**Excerpt to read**
To understand how radically Wall Street is changing, you have to first understand how modern Wall Street made its money. In the quaint old days, Wall Street tended to earn its profits rather boringly by loaning money, advising mergers, and supervising bond issues and IPOs. The leveraging of the American economy—and the supercharging of the financial industry—began in earnest in the early eighties. And banks have profited from a successive series of financial bubbles, each bigger and more violent than the one preceding it. “Wall Street did a really good job convincing people it was really complicated and they were the only ones who could do it and it justified paying them millions of dollars,” a former Lehman trader explained. Credit was the engine that powered the explosion in bank profits. From junk bonds in the eighties to the emerging-markets crisis in the nineties to the subprime mania of the aughts, Wall Street developed new ways to produce, package, and sell debt to willing investors. The alphabet soup of complex vehicles that defined the 2008 crash—CLO, CDO, CDS—had all been developed to sell more credit. “If you look at the past 25 years, the world economy was going through a process of leveraging,” a senior Citigroup executive said. “Debt has grown faster than economic growth. The banking industry was at the epicenter of facilitating the growth of credit creation. It drove every business.” . . . From 1986 to the middle of the last decade, Wall Street’s earnings grew from 19 percent of all U.S. corporate profits to 41 percent. And the talent followed. . . . Bank earnings and ever-rising asset values allowed them to borrow ever-larger amounts of money, which in turn juiced ever-greater profits. Banks, which had previously made their money advising corporations and underwriting securities, essentially became giant hedge funds (in 2007, Morgan Stanley held $1.05 trillion in assets supported by just $30 billion in equity).

**Problem 1**
In the Wall Street excerpt, how much equity supported Morgan Stanley's $1.05 trillion in assets in 2007?
**Problem 2**
Select and copy out every line of the listing that contains the string "gabled". Case counts.

[Object pointing dataset listing]
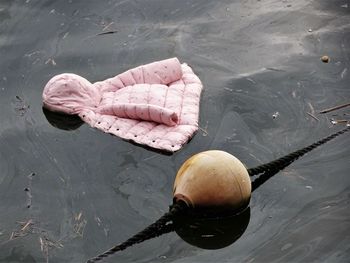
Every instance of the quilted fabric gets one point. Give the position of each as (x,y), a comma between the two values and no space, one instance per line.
(155,104)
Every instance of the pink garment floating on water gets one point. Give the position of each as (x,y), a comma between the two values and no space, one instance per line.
(155,104)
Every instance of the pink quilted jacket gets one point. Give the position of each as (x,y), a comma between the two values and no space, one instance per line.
(155,104)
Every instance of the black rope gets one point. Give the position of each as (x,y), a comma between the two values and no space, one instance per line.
(286,160)
(160,227)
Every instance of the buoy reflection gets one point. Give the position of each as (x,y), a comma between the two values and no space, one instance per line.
(212,232)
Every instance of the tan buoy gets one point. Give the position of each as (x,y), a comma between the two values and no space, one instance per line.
(215,180)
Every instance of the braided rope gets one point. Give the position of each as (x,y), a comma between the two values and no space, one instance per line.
(286,160)
(160,227)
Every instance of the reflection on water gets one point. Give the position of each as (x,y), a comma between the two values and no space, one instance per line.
(212,233)
(255,58)
(63,121)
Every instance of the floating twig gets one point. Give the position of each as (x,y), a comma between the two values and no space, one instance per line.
(335,108)
(107,32)
(334,122)
(313,116)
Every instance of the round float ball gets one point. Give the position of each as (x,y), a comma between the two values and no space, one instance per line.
(213,180)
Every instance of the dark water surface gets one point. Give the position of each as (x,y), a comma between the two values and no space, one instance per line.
(257,59)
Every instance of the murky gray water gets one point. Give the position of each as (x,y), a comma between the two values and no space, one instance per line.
(257,60)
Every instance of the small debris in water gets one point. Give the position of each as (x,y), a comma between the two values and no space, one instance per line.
(107,32)
(275,115)
(313,116)
(325,59)
(335,108)
(334,122)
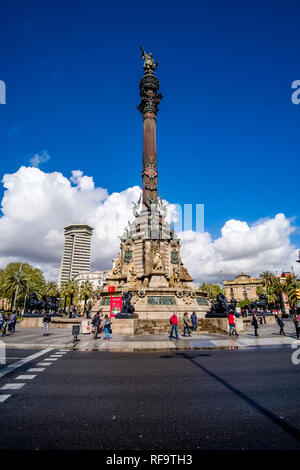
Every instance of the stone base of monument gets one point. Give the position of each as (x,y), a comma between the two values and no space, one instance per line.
(124,326)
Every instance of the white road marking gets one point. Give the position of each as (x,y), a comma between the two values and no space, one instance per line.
(21,363)
(3,398)
(12,386)
(25,377)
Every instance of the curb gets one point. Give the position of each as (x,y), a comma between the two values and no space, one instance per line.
(38,346)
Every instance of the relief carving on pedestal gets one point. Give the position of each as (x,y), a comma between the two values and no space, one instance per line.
(157,262)
(174,280)
(131,274)
(117,268)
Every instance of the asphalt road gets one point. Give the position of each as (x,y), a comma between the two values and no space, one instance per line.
(154,401)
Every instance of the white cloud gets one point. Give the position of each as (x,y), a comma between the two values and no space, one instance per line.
(241,248)
(37,205)
(37,159)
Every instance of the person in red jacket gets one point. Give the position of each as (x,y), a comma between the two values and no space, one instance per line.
(232,323)
(174,323)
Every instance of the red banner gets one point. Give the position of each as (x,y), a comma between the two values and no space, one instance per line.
(115,305)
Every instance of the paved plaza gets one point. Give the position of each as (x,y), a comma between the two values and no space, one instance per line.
(177,400)
(31,338)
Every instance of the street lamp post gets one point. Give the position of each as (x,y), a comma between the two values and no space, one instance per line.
(17,288)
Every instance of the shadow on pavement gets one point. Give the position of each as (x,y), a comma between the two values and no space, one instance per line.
(267,413)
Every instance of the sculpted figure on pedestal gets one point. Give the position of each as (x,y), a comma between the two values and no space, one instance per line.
(148,60)
(157,262)
(174,280)
(131,274)
(117,268)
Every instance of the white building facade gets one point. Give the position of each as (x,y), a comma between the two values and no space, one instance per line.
(76,256)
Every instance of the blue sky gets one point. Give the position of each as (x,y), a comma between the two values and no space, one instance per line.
(228,133)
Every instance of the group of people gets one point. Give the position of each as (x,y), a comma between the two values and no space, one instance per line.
(99,322)
(280,322)
(8,323)
(189,324)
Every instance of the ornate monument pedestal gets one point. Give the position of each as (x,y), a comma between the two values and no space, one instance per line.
(149,265)
(124,326)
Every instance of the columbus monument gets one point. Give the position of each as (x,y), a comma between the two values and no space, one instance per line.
(149,269)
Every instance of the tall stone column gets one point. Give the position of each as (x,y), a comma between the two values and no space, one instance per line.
(149,86)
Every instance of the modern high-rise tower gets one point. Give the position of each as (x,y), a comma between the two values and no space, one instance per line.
(77,252)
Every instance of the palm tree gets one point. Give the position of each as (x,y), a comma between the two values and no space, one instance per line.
(51,289)
(13,282)
(86,290)
(290,289)
(69,289)
(269,279)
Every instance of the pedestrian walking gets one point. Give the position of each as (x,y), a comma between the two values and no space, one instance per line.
(4,324)
(13,321)
(255,324)
(194,321)
(232,323)
(296,320)
(186,323)
(174,324)
(96,324)
(46,321)
(107,327)
(281,325)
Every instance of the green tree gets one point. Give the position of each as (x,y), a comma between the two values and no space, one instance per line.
(51,289)
(86,291)
(290,289)
(70,290)
(269,279)
(19,280)
(212,290)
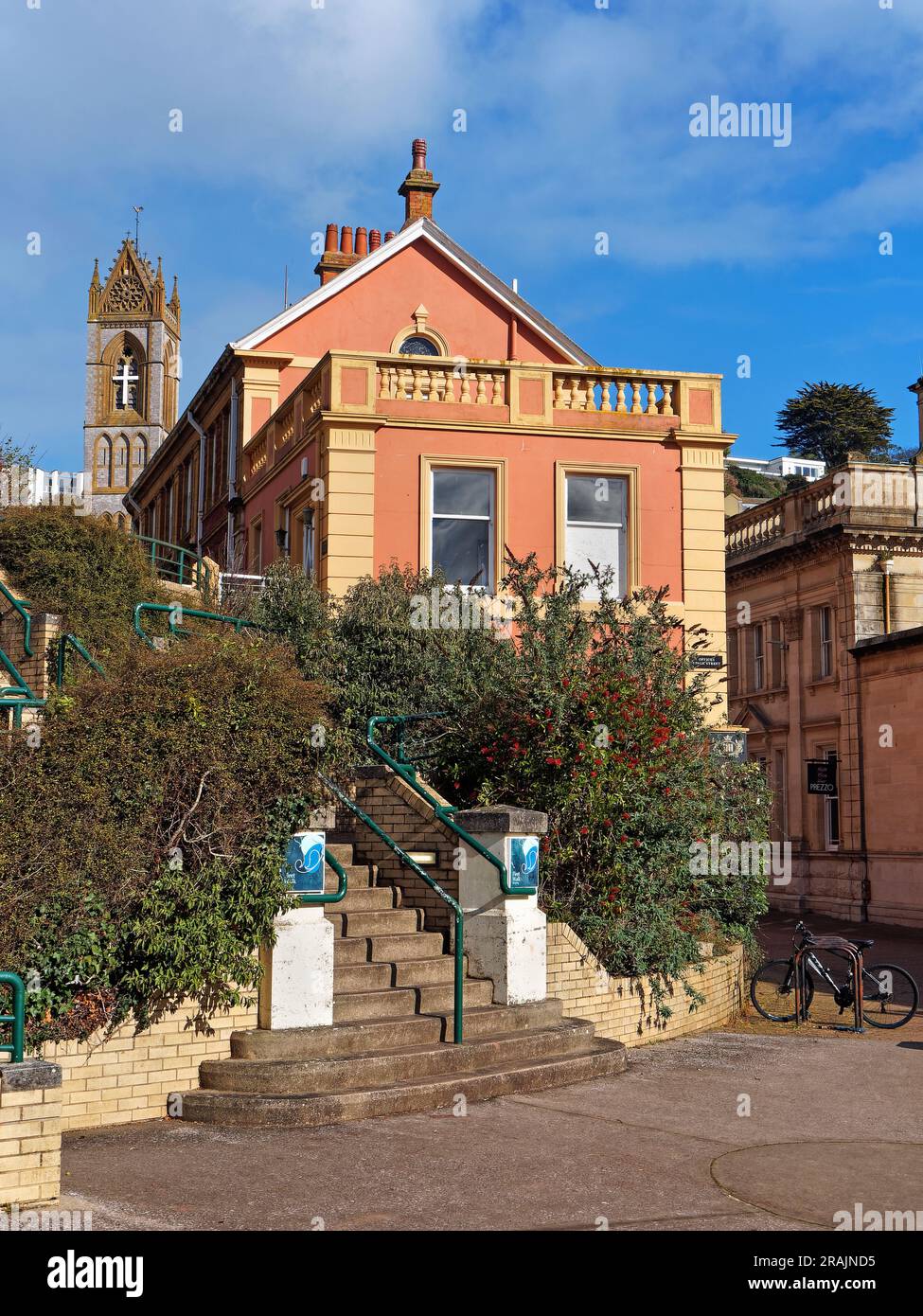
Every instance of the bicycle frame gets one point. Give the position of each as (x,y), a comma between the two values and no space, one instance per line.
(841,947)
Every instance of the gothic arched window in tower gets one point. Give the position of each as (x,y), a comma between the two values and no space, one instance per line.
(120,462)
(103,466)
(140,458)
(170,387)
(127,382)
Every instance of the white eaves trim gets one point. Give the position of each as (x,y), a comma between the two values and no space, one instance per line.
(421,228)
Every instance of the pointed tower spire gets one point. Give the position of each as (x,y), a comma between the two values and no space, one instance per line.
(159,291)
(95,289)
(174,299)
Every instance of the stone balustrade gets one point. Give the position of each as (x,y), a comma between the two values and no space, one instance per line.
(501,392)
(620,392)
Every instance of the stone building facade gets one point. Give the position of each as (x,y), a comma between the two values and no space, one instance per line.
(133,370)
(822,584)
(415,408)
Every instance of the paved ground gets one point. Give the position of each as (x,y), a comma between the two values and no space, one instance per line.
(666,1145)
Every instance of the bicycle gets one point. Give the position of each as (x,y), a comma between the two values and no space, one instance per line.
(890,996)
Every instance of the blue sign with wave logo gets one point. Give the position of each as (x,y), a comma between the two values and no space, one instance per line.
(303,869)
(523,863)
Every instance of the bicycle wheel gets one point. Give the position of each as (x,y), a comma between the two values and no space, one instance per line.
(773,989)
(890,996)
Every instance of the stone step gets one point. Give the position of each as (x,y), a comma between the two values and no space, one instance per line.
(366,975)
(304,1078)
(598,1059)
(394,1002)
(386,1035)
(410,945)
(364,899)
(421,972)
(376,921)
(415,948)
(363,977)
(357,876)
(438,999)
(341,850)
(390,1003)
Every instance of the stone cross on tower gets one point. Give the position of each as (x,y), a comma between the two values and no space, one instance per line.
(132,375)
(123,378)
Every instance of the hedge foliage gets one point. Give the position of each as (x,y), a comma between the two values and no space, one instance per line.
(142,828)
(588,712)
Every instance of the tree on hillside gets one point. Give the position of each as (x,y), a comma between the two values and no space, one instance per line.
(13,453)
(828,421)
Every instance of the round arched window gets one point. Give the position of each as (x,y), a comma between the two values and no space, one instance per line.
(418,347)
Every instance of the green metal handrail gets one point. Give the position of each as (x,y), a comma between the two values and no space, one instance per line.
(177,560)
(21,607)
(327,897)
(458,996)
(238,623)
(407,773)
(66,643)
(21,685)
(17,1019)
(19,704)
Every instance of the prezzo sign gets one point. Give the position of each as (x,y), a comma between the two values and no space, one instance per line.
(303,869)
(523,863)
(822,776)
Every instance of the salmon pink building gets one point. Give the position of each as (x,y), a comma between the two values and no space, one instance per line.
(415,408)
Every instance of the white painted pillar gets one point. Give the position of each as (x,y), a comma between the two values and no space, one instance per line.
(296,985)
(505,935)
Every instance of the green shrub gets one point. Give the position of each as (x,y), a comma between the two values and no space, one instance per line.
(589,714)
(141,839)
(81,567)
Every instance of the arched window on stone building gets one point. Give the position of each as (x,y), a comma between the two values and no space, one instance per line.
(103,463)
(138,455)
(120,462)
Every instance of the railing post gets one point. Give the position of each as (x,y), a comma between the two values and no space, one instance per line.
(296,984)
(505,934)
(16,1019)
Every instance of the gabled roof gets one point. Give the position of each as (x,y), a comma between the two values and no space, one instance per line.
(462,259)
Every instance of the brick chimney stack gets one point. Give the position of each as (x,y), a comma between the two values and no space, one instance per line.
(340,256)
(417,188)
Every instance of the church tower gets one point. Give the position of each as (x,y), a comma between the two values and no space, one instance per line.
(132,374)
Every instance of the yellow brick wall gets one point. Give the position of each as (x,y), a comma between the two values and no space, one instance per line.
(130,1078)
(623,1008)
(29,1145)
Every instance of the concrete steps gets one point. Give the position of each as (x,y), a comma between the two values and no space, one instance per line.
(349,1073)
(386,1052)
(406,1096)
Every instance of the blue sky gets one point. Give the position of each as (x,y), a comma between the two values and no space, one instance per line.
(300,112)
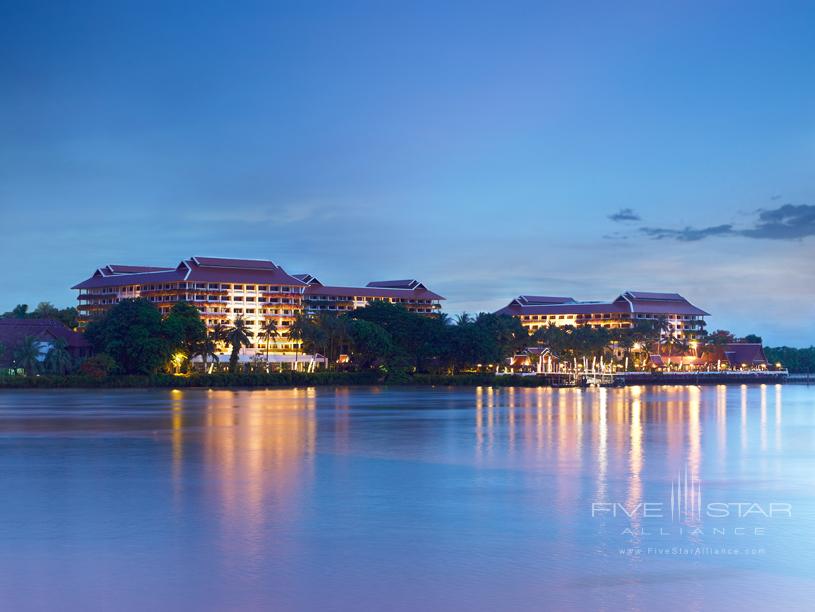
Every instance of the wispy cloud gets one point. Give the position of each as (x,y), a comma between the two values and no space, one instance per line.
(687,234)
(623,215)
(787,222)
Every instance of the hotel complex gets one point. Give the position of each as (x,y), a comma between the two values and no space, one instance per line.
(535,312)
(411,294)
(260,290)
(257,290)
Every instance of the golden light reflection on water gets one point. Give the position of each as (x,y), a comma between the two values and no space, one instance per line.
(257,450)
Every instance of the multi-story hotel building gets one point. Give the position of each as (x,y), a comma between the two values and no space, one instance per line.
(257,290)
(221,289)
(534,311)
(411,294)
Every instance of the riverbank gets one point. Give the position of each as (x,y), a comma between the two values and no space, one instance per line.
(300,379)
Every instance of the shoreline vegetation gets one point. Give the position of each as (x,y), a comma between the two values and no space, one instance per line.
(134,345)
(291,379)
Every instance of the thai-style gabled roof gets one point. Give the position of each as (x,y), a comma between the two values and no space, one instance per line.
(744,353)
(659,303)
(630,301)
(397,284)
(538,300)
(419,292)
(307,279)
(13,331)
(113,269)
(199,269)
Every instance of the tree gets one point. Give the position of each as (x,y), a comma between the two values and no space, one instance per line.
(720,337)
(268,332)
(464,318)
(297,331)
(98,366)
(184,329)
(27,355)
(372,345)
(45,310)
(133,334)
(58,360)
(20,311)
(205,348)
(237,336)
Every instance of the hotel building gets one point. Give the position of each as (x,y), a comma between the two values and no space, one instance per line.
(258,290)
(411,294)
(535,311)
(221,289)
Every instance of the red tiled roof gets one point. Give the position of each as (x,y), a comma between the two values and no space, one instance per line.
(539,300)
(630,301)
(410,283)
(12,331)
(243,271)
(660,303)
(307,279)
(739,353)
(244,264)
(421,294)
(200,269)
(575,308)
(120,269)
(118,280)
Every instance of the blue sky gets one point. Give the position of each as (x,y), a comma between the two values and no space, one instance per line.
(486,149)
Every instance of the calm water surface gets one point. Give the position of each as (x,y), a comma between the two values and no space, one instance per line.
(408,499)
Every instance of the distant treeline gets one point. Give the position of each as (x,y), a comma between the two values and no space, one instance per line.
(260,379)
(797,361)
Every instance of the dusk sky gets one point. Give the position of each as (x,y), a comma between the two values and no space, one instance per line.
(488,150)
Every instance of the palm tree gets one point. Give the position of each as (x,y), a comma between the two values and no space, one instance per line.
(27,355)
(297,331)
(205,347)
(268,332)
(465,318)
(661,328)
(58,360)
(237,336)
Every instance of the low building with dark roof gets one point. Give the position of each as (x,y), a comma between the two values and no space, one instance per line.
(46,332)
(535,312)
(221,288)
(411,294)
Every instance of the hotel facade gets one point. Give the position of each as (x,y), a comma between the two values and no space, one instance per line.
(257,290)
(685,319)
(411,294)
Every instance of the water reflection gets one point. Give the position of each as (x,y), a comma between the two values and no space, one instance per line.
(479,498)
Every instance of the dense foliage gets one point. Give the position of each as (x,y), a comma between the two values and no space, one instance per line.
(796,360)
(135,336)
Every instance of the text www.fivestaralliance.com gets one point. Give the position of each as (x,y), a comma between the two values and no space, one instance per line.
(691,551)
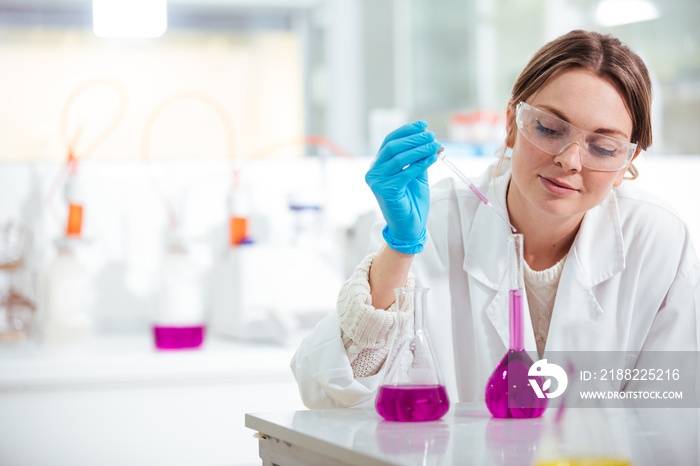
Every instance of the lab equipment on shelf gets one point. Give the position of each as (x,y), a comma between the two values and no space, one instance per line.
(508,390)
(64,316)
(17,306)
(412,388)
(179,322)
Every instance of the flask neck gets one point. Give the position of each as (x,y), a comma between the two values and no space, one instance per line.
(515,255)
(412,302)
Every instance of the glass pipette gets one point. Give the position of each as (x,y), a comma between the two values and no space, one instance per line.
(472,186)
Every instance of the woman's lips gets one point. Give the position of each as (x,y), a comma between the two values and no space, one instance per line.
(556,186)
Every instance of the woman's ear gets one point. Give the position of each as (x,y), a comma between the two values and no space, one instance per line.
(510,125)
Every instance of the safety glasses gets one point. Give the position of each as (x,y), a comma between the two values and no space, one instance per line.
(553,135)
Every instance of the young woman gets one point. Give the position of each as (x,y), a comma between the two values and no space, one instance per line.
(600,254)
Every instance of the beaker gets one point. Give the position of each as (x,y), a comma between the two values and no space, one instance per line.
(509,393)
(412,389)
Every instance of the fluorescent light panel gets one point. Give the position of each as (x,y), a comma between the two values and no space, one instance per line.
(129,18)
(618,12)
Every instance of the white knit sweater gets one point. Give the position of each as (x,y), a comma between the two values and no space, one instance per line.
(365,330)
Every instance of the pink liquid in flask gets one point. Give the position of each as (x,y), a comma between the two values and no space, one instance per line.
(171,337)
(412,403)
(508,390)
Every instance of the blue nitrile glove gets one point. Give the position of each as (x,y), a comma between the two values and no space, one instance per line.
(398,178)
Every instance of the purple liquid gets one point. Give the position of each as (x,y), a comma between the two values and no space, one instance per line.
(169,338)
(508,391)
(412,403)
(516,320)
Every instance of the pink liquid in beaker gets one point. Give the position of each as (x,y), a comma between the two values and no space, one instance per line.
(169,337)
(412,403)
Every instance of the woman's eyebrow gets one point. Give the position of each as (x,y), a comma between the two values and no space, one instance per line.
(561,116)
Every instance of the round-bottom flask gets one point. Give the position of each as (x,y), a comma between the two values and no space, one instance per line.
(412,389)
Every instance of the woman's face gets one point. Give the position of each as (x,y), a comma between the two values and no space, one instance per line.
(558,186)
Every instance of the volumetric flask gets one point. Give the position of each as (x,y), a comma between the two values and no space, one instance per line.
(412,389)
(509,393)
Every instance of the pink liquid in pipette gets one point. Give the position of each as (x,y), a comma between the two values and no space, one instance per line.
(170,338)
(412,403)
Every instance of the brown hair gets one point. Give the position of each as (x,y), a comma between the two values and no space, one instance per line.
(608,58)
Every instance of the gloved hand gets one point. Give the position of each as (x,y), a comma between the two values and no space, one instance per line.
(398,178)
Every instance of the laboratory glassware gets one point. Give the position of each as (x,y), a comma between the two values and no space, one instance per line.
(584,431)
(411,389)
(508,390)
(472,186)
(17,308)
(180,321)
(64,314)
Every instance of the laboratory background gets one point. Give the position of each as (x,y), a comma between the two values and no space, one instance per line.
(200,163)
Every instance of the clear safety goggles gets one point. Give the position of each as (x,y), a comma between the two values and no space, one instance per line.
(553,135)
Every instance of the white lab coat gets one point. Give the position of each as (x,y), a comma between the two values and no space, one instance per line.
(630,282)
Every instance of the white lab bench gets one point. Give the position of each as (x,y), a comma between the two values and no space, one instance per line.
(118,401)
(466,435)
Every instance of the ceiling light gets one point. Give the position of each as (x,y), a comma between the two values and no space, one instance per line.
(129,18)
(617,12)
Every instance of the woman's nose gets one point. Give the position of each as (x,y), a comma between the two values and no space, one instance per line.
(569,158)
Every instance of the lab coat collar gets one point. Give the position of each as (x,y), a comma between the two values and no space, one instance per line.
(596,255)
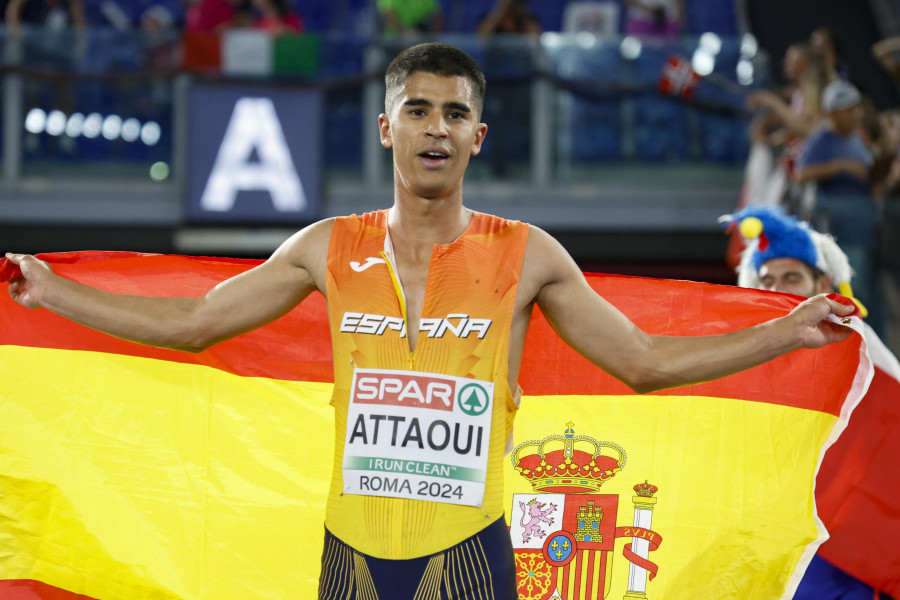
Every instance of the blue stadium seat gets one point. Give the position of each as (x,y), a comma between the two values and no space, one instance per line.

**Correct response 1**
$30 billion.

**Correct response 2**
Every instance of the gabled roof gets one point. Give the position of each as (x,y), a comma between the two values and no space, one instance per line.
Every instance of the thai-style gabled roof gets one point. Give the position of each as (x,y), a comma between the two values and no space, one instance per line.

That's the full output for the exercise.